Available data below:
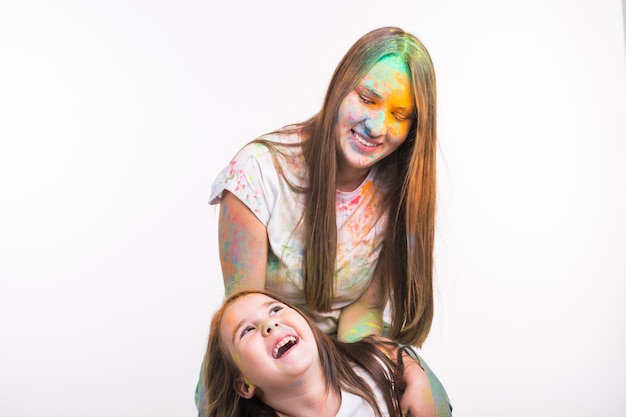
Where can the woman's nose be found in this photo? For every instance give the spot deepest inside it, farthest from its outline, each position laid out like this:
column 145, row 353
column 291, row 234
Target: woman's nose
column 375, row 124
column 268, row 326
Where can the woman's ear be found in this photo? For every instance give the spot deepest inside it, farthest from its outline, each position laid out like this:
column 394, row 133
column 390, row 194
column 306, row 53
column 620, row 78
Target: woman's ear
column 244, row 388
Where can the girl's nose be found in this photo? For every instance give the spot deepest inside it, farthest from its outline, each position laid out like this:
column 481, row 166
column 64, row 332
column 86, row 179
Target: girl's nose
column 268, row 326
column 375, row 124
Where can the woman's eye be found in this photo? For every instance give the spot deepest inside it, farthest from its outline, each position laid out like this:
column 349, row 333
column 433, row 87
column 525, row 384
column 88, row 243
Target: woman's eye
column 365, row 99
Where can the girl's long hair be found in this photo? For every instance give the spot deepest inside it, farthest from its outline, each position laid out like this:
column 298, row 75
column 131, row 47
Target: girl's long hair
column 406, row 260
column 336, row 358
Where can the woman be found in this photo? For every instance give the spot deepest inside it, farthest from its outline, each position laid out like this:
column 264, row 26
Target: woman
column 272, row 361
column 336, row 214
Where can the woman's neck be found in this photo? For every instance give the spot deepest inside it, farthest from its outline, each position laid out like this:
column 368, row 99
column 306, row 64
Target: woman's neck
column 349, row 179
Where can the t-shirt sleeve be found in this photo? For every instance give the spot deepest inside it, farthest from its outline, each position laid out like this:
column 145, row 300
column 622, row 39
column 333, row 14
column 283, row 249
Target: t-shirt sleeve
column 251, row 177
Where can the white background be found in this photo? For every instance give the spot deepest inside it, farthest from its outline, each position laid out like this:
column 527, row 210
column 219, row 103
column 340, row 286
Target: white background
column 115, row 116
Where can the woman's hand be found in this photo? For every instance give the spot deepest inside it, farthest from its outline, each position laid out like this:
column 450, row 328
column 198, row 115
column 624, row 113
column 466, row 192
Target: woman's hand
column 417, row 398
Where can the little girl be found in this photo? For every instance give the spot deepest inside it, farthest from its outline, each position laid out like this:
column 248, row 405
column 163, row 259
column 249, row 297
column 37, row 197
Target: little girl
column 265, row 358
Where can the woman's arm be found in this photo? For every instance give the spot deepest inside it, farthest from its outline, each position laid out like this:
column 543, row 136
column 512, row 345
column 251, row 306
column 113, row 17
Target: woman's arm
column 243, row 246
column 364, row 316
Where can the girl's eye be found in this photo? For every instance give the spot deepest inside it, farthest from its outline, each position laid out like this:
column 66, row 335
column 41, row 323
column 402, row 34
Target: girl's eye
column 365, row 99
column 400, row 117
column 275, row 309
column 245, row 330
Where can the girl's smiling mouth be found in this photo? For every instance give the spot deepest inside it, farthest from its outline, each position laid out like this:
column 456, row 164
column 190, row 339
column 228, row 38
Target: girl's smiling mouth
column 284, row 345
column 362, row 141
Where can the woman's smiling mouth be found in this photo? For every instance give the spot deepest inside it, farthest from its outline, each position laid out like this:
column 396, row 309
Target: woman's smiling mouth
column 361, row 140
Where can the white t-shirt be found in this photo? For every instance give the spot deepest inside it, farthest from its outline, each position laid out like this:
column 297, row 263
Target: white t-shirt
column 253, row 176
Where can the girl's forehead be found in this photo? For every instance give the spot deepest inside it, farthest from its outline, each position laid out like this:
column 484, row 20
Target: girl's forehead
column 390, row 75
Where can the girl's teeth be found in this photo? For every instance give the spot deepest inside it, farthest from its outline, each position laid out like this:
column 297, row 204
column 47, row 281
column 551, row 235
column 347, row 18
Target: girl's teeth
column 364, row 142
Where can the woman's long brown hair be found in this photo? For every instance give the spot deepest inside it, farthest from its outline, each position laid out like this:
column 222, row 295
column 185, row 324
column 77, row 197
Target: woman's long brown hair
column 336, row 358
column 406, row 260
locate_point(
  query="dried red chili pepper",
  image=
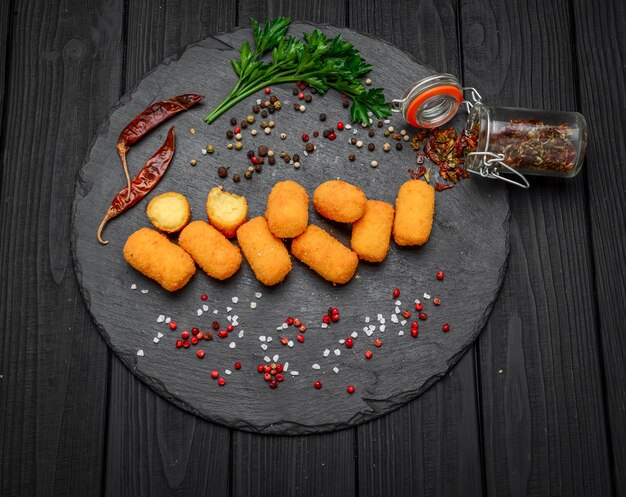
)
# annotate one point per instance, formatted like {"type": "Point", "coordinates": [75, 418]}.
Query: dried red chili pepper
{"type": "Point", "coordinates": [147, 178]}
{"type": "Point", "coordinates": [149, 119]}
End of Available data.
Problem to work on >>
Since the pictures are not wanted, copy only the text of the records above, exactly.

Your solution >>
Where can the woman's nose be found in this photo? For every instance give the spot deepest inside it, farthest from its outline, each position laid out like this:
column 145, row 353
column 291, row 234
Target: woman's nose
column 375, row 124
column 268, row 326
Where can the woman's ear be found in this photo? For every instance give the spot deepest inside it, farthest from its outline, each position laid out like this:
column 394, row 133
column 390, row 194
column 306, row 53
column 620, row 78
Target: woman's ear
column 244, row 388
Where can the girl's nose be found in this photo? For every instance give the spot deepest inside it, farthest from its outline, each position laid out like this:
column 481, row 166
column 64, row 332
column 86, row 179
Target: girl's nose
column 268, row 326
column 375, row 124
Where can the woman's eye be found in this photo? For every instance give the spot deepest inside it, farthest from its outline, each position laid out like this:
column 349, row 333
column 433, row 87
column 525, row 384
column 88, row 243
Target: woman's eye
column 365, row 99
Where can the girl's long hair be found in this photo? For every instance give the spot deepest inside it, farthest from its outline, each position laid out like this:
column 298, row 75
column 131, row 47
Target: girl's long hair
column 406, row 260
column 336, row 358
Where can the woman be found in this photo? For every instance give the spot deepest inside it, farthest from its outline, each position laid out like this:
column 264, row 26
Target: woman
column 272, row 361
column 336, row 214
Where can the woman's neck be found in this photo? For every instance give the spot deepest inside it, farthest from its outline, each position laid out like this:
column 368, row 99
column 306, row 64
Target: woman's neck
column 349, row 179
Where can the t-shirt sleeve be found in this photo? For every instance give the spot deepest inside it, farthest from its outline, each position laid out like this:
column 145, row 300
column 622, row 39
column 333, row 14
column 283, row 249
Target: t-shirt sleeve
column 251, row 177
Where can the white background be found in this photo? For every instance give the spot deepest inside it, farthest from its outline, each position laid out like this:
column 527, row 210
column 219, row 103
column 340, row 286
Target: white background
column 115, row 116
Where can the woman's hand be found in this photo? For every instance give the spot deepest inside it, farthest from its outline, each position laid out like this:
column 450, row 328
column 198, row 115
column 624, row 113
column 466, row 192
Target: woman's hand
column 417, row 398
Where can the little girl be found in this photo? For every instance give the spot deepest inside it, farthest from its outline, each position laid out like this:
column 248, row 405
column 163, row 259
column 249, row 297
column 37, row 197
Target: little girl
column 265, row 358
Where can the woman's arm be found in this photo? For every instance give the spot deepest inside it, farthest from its outline, each position laid out like this:
column 543, row 136
column 512, row 345
column 251, row 306
column 113, row 17
Target: woman's arm
column 243, row 246
column 364, row 316
Where can the girl's eye be found in this photo? For every instance give the spot deepest inside it, farthest from its outline, each position laid out like this:
column 66, row 335
column 41, row 323
column 402, row 34
Target: girl's eye
column 365, row 99
column 400, row 117
column 275, row 309
column 245, row 330
Where can the girl's smiling mouth be found in this photo? For every instance give the spot deepest inside it, farthest from its outline, each position laid out like this:
column 456, row 164
column 190, row 339
column 228, row 38
Target: girl's smiling mouth
column 284, row 345
column 362, row 141
Where can the woman's smiling mouth be found in this photo? For every instance give the spot deepest inside it, farthest from its outline, each position laid out like this:
column 396, row 309
Target: woman's smiling mouth
column 361, row 140
Where can the white t-shirt be found in this photo? For every instance give the spot deepest inside it, farthest from its outline, each position laid out like this:
column 297, row 263
Target: white t-shirt
column 253, row 176
Where can the girl's forehead be found in this photo? For every instance give the spot deepest inside it, farthest from its outline, each position laid out like this:
column 484, row 20
Target: girl's forehead
column 390, row 75
Where can the girl's teeth be found in this photo? For every instance give the spot deepest inside it, farthest from its outline, each position laid out like this:
column 297, row 204
column 47, row 281
column 551, row 235
column 347, row 18
Target: girl's teeth
column 364, row 142
Where can the woman's long brown hair be found in this photo? For every instance give the spot deepest inside it, farthest from its outline, each position laid out like this:
column 222, row 295
column 185, row 324
column 77, row 197
Target: woman's long brown hair
column 336, row 358
column 406, row 260
locate_point(
  query="dried red chili pepper",
  image=
)
# annotate one point per instance, formatted like {"type": "Point", "coordinates": [75, 418]}.
Query: dried red chili pepper
{"type": "Point", "coordinates": [147, 178]}
{"type": "Point", "coordinates": [149, 119]}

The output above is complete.